**EXCERPT TO READ**:
========
Articulate as Spectres may be, but the word 'compromise' doesn't enter into their vocabulary. Which is just as well. Because when it comes to pushing the boundaries of sonic resistance they're one of the most confrontational acts on the planet right now.
Not just by way of their music, which isn't just an uneasy listen, but often an unsettling one too. But also their ability to question the conventional norm and upset the mainstream applecart on more than one occasion. Most recently by way of a spoof photoshopped Spotify advertisement which challenged the minimal royalty rates paid by the streaming service to participating artists. While unlikely to endear them to daytime television or Radio One any time soon, it's made people take note and pay attention.
Which is just as well because Spectres wouldn't have it any other way. Having been an integral part of Bristol's vibrant underground scene for the past five years – not to mention 50 percent of the band being responsible for creating revered independent Howling Owl Records – Spectres' status as innovators in one of the most creative regions on these shores is all but assured.
Their debut, 2015's Dying, proved to be a coarse exercise in experimental noise rock that made anyone who'd previously mistaken them as shoegaze revivalists eat their own words in the process. Intense, brutal and relentless in equal measures, it served as a kick up the backside to many of the band's peers who'd spent a lifetime resting on their laurels.
So it shouldn't really come as a surprise that Condition takes that template - if one ever existed - then bleeds it to death before prodding at its decomposed remains from every angle. It's hard to envisage what goes through Joe Hatt and his three accomplices' minds when arriving at songs with such desolate titles as 'The Beginning Of An End', 'End Waltz' or 'Coping Mechanism' but it sure as hell isn't pretty.
Harsh swathes of mechanical noise greet the listener from the outset. Opener 'The Beginning Is An End' is as uncompromising as we've come to expect from the West Country's finest exponents of sonic terrorism. 'Rubber Plant' takes an even more abrasive stance where guitar strings have the life scraped out of them while Andy Came's percussive interludes run the death march through its soul. Lead single 'Dissolve', already the most aggressively disturbing eight minutes of music set to tape in 2017, acts as an early centre point for the album. Menacingly executed, its slow building musical arrangement reminiscent of a prisoner being led to a torture chamber while metallic objects clang unceremoniously in the foreground.
If you're Spectres and going to write a song called 'Neck' chances are it won't be a simple lesson in human biology. Instead it's a vitriolic slab of brutal noise that doesn't hold back for the entire duration. "Sometimes I wonder..." declares Hatt on 'A Fish Called Wanda', possibly the first song to ever be named after the John Cleese movie. That it has little to do with the script shouldn't come as a shock. Delivered with a brooding intensity that's become Spectres' forte, it serves as an exercise in controlled intimidation via the medium of sound.
'Welcoming The Flowers' and 'End Waltz' continue Condition's relentless desire to bludgeon the senses, while 'Colour Me Out' and closer 'Coping Mechanism' both reveal themselves as epic maelstroms of sonic bliss. The former acting as the deceptive calm before the latter's incendiary storm brings the record to a sedentary end.
Condition should come with a label on the front advising "Approach With Caution". However, its creators' intransigent desire to confound and confront should be applauded. Spectres: simply one of a kind.
========
**INSTRUCTIONS FOR THE TASK**: Type out the review of Spectres' album Condition word for word, from "Their debut, 2015's" up to and including "on their laurels.".

**RECORD EXCERPTS**:
========
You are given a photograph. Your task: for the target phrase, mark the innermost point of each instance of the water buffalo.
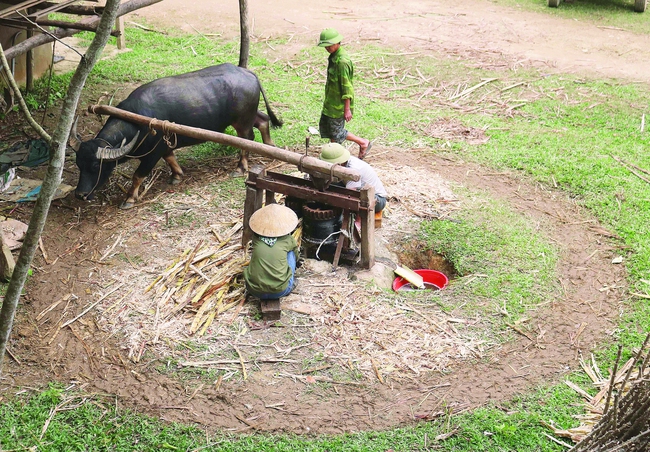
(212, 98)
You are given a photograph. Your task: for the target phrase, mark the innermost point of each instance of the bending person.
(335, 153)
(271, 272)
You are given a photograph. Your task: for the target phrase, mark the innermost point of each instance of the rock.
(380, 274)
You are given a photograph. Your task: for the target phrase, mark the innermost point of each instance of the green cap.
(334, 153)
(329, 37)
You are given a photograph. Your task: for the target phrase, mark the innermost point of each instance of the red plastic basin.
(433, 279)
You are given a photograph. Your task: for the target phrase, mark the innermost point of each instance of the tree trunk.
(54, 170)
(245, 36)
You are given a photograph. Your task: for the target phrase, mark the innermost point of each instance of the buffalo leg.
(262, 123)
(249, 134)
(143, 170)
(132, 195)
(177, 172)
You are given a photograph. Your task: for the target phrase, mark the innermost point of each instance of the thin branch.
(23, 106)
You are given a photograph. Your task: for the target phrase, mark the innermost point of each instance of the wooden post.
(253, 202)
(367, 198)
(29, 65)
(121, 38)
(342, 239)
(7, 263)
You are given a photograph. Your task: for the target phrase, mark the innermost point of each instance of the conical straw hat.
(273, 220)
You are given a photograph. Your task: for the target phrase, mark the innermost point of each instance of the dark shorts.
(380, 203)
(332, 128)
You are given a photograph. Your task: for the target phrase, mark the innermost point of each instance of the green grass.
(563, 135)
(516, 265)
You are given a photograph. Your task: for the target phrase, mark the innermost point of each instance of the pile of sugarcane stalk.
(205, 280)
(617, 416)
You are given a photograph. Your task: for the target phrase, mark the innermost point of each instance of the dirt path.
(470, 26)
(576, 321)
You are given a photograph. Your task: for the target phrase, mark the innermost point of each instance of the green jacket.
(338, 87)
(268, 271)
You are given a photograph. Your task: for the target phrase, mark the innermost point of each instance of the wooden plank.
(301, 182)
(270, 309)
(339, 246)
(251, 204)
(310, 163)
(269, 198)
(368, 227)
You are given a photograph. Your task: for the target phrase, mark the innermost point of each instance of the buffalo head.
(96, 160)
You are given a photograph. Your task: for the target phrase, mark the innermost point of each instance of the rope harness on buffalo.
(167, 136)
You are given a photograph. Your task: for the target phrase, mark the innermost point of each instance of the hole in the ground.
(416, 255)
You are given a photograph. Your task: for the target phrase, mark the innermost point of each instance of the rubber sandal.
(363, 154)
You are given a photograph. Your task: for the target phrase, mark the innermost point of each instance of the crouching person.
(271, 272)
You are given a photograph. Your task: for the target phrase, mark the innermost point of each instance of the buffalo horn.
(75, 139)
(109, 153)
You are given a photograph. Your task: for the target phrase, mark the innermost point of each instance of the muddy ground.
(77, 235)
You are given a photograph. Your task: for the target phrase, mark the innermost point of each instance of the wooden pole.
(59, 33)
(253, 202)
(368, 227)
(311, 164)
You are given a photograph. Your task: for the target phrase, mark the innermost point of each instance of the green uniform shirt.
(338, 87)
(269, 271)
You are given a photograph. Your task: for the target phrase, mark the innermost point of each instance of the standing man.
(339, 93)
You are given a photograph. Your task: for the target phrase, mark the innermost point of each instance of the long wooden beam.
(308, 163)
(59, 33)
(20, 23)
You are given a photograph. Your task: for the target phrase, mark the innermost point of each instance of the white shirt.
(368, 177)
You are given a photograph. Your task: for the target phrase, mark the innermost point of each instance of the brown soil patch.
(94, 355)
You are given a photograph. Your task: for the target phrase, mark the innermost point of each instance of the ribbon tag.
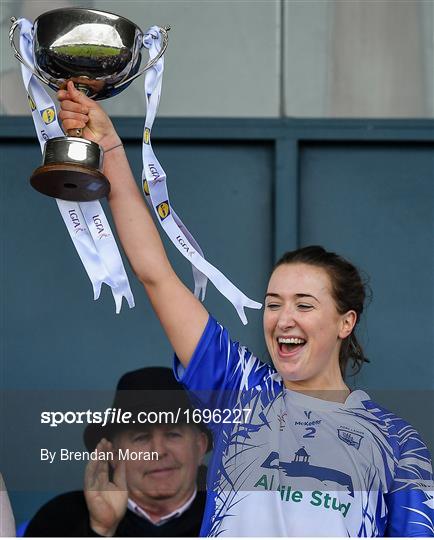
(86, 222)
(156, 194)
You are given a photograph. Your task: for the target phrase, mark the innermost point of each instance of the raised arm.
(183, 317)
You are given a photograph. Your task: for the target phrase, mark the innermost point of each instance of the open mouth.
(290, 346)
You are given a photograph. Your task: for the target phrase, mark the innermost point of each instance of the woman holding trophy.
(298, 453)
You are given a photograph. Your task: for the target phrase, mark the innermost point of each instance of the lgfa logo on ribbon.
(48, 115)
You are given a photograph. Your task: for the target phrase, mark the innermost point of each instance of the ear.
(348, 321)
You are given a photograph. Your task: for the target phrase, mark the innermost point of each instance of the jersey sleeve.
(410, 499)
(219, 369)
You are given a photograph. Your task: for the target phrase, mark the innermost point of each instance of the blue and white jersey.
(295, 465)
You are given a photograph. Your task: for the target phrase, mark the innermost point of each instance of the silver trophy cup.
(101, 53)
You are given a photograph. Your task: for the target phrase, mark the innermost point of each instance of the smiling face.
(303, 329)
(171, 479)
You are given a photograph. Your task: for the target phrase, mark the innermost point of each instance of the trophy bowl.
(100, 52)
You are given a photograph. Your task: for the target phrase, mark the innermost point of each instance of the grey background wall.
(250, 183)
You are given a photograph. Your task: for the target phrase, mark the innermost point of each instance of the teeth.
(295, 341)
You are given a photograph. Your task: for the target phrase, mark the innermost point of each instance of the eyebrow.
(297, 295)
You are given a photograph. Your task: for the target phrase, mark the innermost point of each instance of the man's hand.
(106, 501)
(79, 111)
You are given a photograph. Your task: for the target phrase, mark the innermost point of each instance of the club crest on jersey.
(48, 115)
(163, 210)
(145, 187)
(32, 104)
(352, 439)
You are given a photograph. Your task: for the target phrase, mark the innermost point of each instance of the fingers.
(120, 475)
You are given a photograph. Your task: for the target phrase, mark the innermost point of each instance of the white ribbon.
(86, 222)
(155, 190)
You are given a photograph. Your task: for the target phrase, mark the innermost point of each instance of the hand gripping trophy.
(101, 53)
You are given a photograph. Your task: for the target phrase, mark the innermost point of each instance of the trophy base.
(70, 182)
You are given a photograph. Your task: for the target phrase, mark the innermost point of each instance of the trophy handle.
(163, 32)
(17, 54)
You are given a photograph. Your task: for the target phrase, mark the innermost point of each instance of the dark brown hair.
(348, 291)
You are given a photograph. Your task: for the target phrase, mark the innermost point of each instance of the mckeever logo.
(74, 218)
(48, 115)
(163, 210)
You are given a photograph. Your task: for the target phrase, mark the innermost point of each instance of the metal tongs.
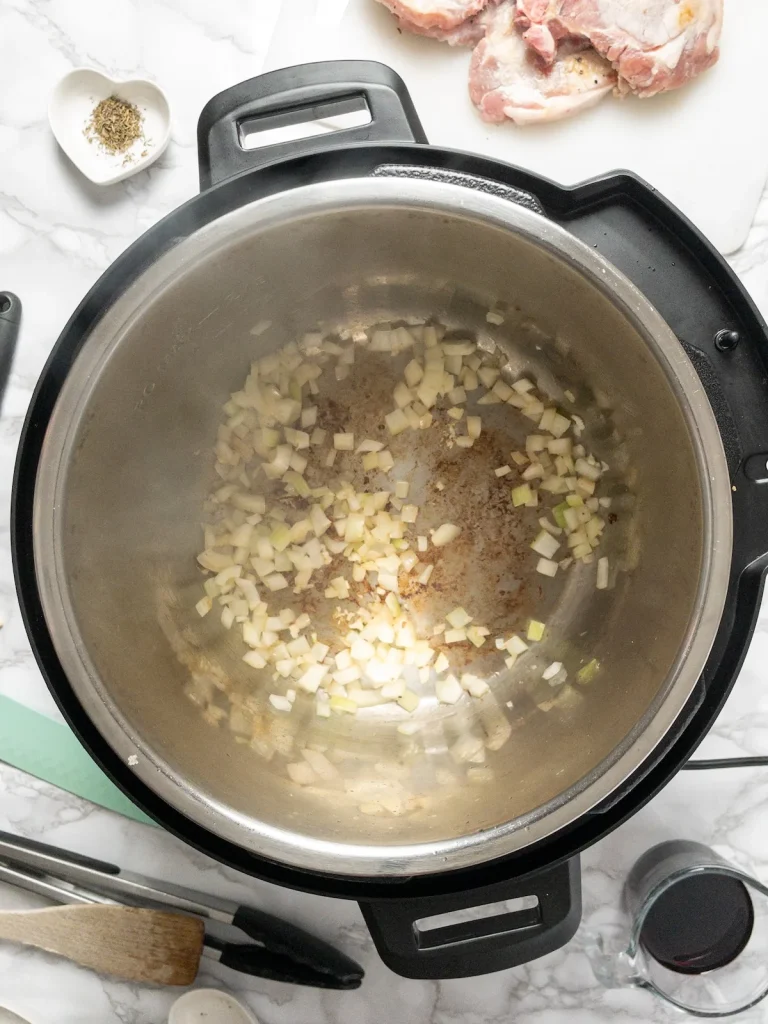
========
**ANSWER TO THIS TASK**:
Their debut, 2015's Dying, proved to be a coarse exercise in experimental noise rock that made anyone who'd previously mistaken them as shoegaze revivalists eat their own words in the process. Intense, brutal and relentless in equal measures, it served as a kick up the backside to many of the band's peers who'd spent a lifetime resting on their laurels.